SOURCE MATERIAL
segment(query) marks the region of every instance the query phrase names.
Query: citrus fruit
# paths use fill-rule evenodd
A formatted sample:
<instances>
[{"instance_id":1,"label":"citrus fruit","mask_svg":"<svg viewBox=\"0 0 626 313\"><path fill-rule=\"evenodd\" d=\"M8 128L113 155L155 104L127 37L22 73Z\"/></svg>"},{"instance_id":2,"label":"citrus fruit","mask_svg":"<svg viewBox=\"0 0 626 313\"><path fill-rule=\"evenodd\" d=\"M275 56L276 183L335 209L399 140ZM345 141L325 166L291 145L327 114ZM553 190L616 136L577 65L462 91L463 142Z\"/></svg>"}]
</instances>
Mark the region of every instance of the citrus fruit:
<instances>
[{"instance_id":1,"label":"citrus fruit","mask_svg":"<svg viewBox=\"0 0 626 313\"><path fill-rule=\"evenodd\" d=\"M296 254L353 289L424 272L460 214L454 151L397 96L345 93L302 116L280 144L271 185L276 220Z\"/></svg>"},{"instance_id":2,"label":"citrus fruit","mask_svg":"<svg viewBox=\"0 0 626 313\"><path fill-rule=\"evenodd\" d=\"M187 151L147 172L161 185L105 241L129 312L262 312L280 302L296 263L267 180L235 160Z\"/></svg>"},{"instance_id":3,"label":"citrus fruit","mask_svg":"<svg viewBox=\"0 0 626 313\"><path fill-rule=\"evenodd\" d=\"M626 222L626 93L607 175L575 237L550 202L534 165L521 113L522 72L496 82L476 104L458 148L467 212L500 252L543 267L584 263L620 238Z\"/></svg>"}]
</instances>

WHAT TO PRODUCE
Can you reproduce the whole listing above line for line, with no changes?

WRITTEN SOLUTION
segment(query) marks the region of every instance the query phrase names.
Query: citrus fruit
# paths use fill-rule evenodd
A formatted sample:
<instances>
[{"instance_id":1,"label":"citrus fruit","mask_svg":"<svg viewBox=\"0 0 626 313\"><path fill-rule=\"evenodd\" d=\"M8 128L113 155L155 104L127 37L22 73Z\"/></svg>"},{"instance_id":2,"label":"citrus fruit","mask_svg":"<svg viewBox=\"0 0 626 313\"><path fill-rule=\"evenodd\" d=\"M275 56L276 183L335 209L399 140ZM345 141L325 166L291 145L327 114ZM553 190L616 136L577 65L462 91L463 142Z\"/></svg>"}]
</instances>
Mark the region of every instance of the citrus fruit:
<instances>
[{"instance_id":1,"label":"citrus fruit","mask_svg":"<svg viewBox=\"0 0 626 313\"><path fill-rule=\"evenodd\" d=\"M296 254L353 289L424 272L460 214L454 151L397 96L345 93L302 116L280 144L271 185L276 220Z\"/></svg>"},{"instance_id":2,"label":"citrus fruit","mask_svg":"<svg viewBox=\"0 0 626 313\"><path fill-rule=\"evenodd\" d=\"M187 151L147 172L161 185L105 241L129 312L262 312L280 302L296 263L267 180L235 160Z\"/></svg>"},{"instance_id":3,"label":"citrus fruit","mask_svg":"<svg viewBox=\"0 0 626 313\"><path fill-rule=\"evenodd\" d=\"M626 222L626 93L607 175L575 237L550 202L534 165L521 113L522 72L496 82L476 104L458 148L467 212L500 252L543 267L584 263L620 238Z\"/></svg>"}]
</instances>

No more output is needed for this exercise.